▶ [Written instruction]:
Reproduce the following lines without any changes.

━━━━━ Dataset records ━━━━━

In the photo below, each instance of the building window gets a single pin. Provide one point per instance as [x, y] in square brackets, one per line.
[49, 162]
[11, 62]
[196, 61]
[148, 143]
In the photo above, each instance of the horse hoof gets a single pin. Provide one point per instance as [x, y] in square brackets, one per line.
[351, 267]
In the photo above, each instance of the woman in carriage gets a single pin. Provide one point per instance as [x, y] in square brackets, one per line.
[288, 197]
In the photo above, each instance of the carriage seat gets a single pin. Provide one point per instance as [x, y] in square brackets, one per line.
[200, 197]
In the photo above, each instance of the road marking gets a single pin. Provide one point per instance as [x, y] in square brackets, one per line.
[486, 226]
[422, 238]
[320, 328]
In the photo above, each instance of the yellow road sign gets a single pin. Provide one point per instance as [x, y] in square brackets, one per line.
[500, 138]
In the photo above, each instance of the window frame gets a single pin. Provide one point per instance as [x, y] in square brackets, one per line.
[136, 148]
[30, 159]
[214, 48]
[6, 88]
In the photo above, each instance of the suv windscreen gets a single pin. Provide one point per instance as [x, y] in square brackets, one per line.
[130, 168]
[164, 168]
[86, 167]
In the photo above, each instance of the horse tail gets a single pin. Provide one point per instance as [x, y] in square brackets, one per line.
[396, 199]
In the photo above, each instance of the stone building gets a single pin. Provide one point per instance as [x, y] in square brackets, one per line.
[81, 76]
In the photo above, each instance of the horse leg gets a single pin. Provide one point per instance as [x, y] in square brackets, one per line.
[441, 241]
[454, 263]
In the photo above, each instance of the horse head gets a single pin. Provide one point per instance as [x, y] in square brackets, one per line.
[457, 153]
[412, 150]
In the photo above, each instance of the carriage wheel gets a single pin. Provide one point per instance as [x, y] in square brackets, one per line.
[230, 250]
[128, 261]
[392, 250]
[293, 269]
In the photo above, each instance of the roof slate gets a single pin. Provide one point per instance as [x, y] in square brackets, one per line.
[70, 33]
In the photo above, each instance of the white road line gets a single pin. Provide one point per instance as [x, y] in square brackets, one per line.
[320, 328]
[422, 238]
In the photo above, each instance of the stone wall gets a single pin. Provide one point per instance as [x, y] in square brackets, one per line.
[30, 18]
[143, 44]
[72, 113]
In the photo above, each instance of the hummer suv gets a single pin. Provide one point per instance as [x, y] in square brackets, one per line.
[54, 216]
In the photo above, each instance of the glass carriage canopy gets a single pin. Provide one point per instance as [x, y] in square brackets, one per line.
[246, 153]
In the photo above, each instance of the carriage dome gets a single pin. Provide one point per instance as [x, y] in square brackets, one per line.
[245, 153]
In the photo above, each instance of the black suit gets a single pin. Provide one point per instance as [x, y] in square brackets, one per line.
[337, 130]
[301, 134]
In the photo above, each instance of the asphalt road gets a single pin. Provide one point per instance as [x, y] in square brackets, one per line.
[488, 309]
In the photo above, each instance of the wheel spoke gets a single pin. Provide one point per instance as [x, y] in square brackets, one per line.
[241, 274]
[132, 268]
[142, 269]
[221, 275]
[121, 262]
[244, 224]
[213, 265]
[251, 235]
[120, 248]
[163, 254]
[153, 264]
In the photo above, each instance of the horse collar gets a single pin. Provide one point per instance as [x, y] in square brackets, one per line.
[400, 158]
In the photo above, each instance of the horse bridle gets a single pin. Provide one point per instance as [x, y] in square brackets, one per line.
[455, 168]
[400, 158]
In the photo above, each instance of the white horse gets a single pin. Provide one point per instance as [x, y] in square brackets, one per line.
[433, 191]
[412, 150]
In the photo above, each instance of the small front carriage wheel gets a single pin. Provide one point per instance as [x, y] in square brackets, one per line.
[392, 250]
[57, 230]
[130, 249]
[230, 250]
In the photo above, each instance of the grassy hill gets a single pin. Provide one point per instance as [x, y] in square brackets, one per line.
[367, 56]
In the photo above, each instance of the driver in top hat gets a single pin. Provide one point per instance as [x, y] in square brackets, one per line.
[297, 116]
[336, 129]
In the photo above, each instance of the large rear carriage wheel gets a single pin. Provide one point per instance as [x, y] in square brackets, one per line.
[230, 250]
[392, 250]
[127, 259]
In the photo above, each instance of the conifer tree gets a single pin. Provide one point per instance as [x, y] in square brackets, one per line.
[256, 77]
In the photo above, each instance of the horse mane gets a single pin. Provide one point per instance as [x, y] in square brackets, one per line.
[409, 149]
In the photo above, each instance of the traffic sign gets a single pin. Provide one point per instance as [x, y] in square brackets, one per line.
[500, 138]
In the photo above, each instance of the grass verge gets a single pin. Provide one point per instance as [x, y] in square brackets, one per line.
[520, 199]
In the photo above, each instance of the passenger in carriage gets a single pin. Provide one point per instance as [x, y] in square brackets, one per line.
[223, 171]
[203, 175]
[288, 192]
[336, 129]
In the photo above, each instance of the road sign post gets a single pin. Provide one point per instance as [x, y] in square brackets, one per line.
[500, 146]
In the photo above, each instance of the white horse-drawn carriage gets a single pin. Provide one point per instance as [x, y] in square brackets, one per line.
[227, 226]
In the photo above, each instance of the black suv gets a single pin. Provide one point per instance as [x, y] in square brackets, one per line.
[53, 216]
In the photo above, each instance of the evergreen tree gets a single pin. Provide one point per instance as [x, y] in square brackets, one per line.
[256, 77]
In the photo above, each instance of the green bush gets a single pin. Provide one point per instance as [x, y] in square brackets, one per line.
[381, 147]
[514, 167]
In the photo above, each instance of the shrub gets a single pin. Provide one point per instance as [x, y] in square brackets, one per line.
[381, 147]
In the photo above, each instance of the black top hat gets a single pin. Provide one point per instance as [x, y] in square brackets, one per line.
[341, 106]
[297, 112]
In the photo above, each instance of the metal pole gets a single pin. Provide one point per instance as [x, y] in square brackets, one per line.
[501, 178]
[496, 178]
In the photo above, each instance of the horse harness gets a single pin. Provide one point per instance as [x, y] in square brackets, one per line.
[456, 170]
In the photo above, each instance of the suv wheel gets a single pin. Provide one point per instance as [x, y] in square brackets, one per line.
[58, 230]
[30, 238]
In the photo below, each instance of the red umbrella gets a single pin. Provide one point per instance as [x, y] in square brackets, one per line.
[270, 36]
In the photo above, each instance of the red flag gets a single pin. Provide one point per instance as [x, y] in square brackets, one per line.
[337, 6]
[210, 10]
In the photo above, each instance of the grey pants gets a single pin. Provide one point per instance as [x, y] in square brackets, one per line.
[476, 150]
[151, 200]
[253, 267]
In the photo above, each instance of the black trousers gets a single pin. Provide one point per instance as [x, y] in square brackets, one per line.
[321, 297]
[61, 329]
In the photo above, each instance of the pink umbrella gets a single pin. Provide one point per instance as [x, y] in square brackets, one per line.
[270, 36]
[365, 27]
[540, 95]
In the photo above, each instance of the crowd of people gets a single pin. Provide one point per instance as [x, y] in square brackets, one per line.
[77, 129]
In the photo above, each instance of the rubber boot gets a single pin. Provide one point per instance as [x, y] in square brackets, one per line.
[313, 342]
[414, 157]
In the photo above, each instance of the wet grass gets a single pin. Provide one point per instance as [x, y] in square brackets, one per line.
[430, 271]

━━━━━

▶ [Written response]:
In the photo below, each instance of the building window gets a single pin. Provide one point per instance as [x, y] in square brackets, one per line.
[49, 162]
[11, 62]
[196, 61]
[148, 143]
In the photo above, each instance of the horse hoof gets a single pin. Provide one point per instance as [x, y] in square brackets, one per line.
[351, 267]
In the photo above, each instance of the woman in carriage gets a single pin. Provide one point per instance as [x, y] in square brackets, one per line.
[288, 197]
In the photo above, each instance of the carriage seat gets a single pin. Provide one point per instance as [x, y] in square brackets, one per line.
[200, 197]
In the photo above, each instance of the road marking gets a single pin. Provide one point per instance as [x, y] in square brackets, one per line.
[486, 226]
[422, 238]
[320, 328]
In the photo above, each instance of the yellow road sign gets a single pin. Provide one point per instance as [x, y] in square brackets, one per line.
[500, 138]
In the photo above, each instance of the window frame gets a single pin. Provide one point per instance as [x, y] in square brackets, one per line.
[136, 148]
[30, 159]
[214, 48]
[6, 88]
In the photo above, each instance of the suv windscreen gets a single pin. Provide one point per instance as [x, y] in square brackets, one per line.
[130, 168]
[164, 168]
[86, 167]
In the photo above, each instance of the horse tail gets a single pin. Provide one point per instance as [x, y] in square brackets, one per line.
[396, 199]
In the photo above, each instance of the stone building gets a single pin. Provide one point per instance as [x, y] in square brackets, one per line.
[81, 76]
In the photo above, each instance of the horse leg gets a single pin. Provide one point per instance as [x, y] in square brackets, one per line.
[441, 241]
[454, 263]
In the photo above, each instance of the horse head gets a single pin. Provide one point per instance as [x, y] in square brackets, one per line.
[457, 153]
[412, 150]
In the photo above, each instance of the carriage wheel gets a single pin. Provide one point per instance as [x, y] in square brackets, one per line.
[230, 250]
[128, 261]
[392, 250]
[293, 269]
In the photo above, each instance of the roof slate gets a single pin. Provide one point per instance as [x, y] in square brackets, one per line.
[70, 33]
In the photo above, each instance of the white road line gets a single pin. Provide one point per instance as [x, y] in square brackets, one per line.
[320, 328]
[422, 238]
In the photo above, each instance of the stone wall gets a single pin. Provide one point per instance as [x, y] in square brackets, one per line.
[30, 18]
[143, 44]
[72, 113]
In the photo above, each instance of the hummer suv gets a single pin. Provide one point per instance as [x, y] in square brackets, one per line.
[54, 216]
In the photo above, each instance of the glass carriage canopy gets a single pin. Provide one point per instance as [x, y] in square brackets, one per line.
[246, 153]
In the photo above, each instance of the carriage dome gets a single pin. Provide one point per instance as [x, y] in square brackets, one per line.
[245, 153]
In the photo above, each instance of the black suit gets a single pin. Provide one point per instance as [x, y] in square brackets, one per line.
[337, 130]
[301, 134]
In the photo above, each instance of the asphalt road gets a single pin. Provide one point per instance as [x, y] in square brackets, one per line.
[488, 309]
In the photo above, each instance of the wheel spoke gets a single pin. Provide one point per instance as [x, y] in square brackets, one per line.
[241, 274]
[132, 268]
[142, 269]
[221, 275]
[121, 262]
[244, 224]
[213, 265]
[251, 235]
[120, 248]
[163, 254]
[153, 264]
In the photo above, each instance of the horse collar gets a single pin. Provide one point per instance as [x, y] in square brackets, one per line.
[400, 158]
In the photo above, each instance of the horse bridle gets a single pin. Provide one point per instance as [x, y] in square brackets, one per line.
[455, 168]
[400, 158]
In the photo above, each instance of the white horse gets a single pin. Provide one point per instance as [x, y] in square brackets, one per line.
[433, 191]
[412, 150]
In the photo above, each instance of the small front carriage wheel gets a single pin. Provide one point per instance as [x, y] in square brackets, one per line.
[392, 250]
[57, 230]
[130, 249]
[230, 250]
In the photo above, each instance of the grassy hill gets a single pin. Provide one point per instance as [x, y] in square brackets, one per line.
[367, 56]
In the photo above, each instance of the driver in top hat gets a single pin. Provide one point per instance as [x, y] in square brackets, one per line.
[297, 116]
[336, 129]
In the photo above, each instance of the large rear carriage wheel gets a single pin. Provide one point per instance as [x, y] in square brackets, one per line.
[230, 250]
[392, 250]
[127, 259]
In the photo above, each instance of the conifer tree gets a single pin. Provide one point per instance as [x, y] in square brackets, one per line.
[256, 77]
In the photo above, each instance of the horse mane gets a single pin. Provide one point per instance as [x, y] in square brackets, one per line.
[409, 149]
In the photo above, each instance of the traffic sign gets a single pin. Provide one point per instance as [x, y] in square brackets, one per line.
[500, 138]
In the photo above, each instance of the grass verge gets a single pin. Provide one point per instance as [x, y] in square brackets, one per line.
[520, 199]
In the photo above, each instance of the passenger in carriage gets a single pin. Provide one point per instance as [x, y] in square brackets, one per line.
[223, 171]
[203, 175]
[288, 192]
[336, 129]
In the photo above, each instance of the road sign post gets a single pin. Provide one point per instance as [x, y] in square brackets, one per line.
[500, 146]
In the photo above, each instance of the white horse-drawn carriage gets a single pin. Provide one point per instance as [x, y] in square brackets, one per line.
[227, 226]
In the photo above, each instance of the black suv gets a single pin. Provide one point per instance as [x, y] in square brackets, one per line.
[53, 216]
In the photo above, each instance of the evergreen tree gets a single pin. Provide one point per instance as [x, y] in square brackets, one per line.
[256, 77]
In the photo above, each instance of the green bush gets a single pin. Provide one point per instance as [x, y] in square brackets, one per line.
[381, 147]
[514, 167]
In the photo above, each instance of the shrub gets a single pin. Provide one point per instance as [x, y] in square brackets, one per line.
[381, 147]
In the photo above, each instance of the black top hat gets a single pin. Provide one point per instance as [x, y] in square brackets, one per line.
[341, 106]
[297, 112]
In the photo above, each instance of the metal pole gets a single pin. Provide one point per instance as [x, y] in square brackets, one per line.
[501, 178]
[496, 178]
In the photo above, each instance of the horse harness gets a single pin. Provide one point per instance as [x, y] in square brackets, one per line.
[456, 170]
In the photo above, each instance of the suv wheel gets a single pin. Provide one point per instance as [x, y] in square brackets, one per line.
[58, 230]
[30, 238]
In the photo below, each instance of the red umbrella gets a single pin. Provide one point per instance as [x, y] in square brackets, one per line.
[270, 36]
In the photo above, each instance of the red flag gets a single pin. Provide one point per instance as [x, y] in square brackets, one per line.
[337, 6]
[210, 10]
In the photo above, each instance of the grey pants gets a single pin. Provide one point per instance as [x, y] in square brackets, one per line.
[476, 150]
[151, 200]
[253, 267]
In the photo above, each instance of the black trousers gets a single pin. Provide one point per instance as [x, y] in square brackets, one per line.
[321, 297]
[61, 329]
In the photo above, each instance of the pink umbrella gets a single pin. Provide one point per instance as [x, y] in square brackets, one per line.
[270, 36]
[365, 27]
[540, 95]
In the photo above, each instance of the crowd of people gets a single pin. Provide one point per instance as [x, y] in square brackets, one per line.
[77, 129]
In the photo above, each instance of the rubber boot gets a single pin. Provide one point per instance as [x, y] in square brackets, one per line.
[313, 342]
[414, 157]
In the photo above, each instance of the wet grass gets a single pin. Provide one point per instance as [x, y] in square brackets, one per line.
[430, 271]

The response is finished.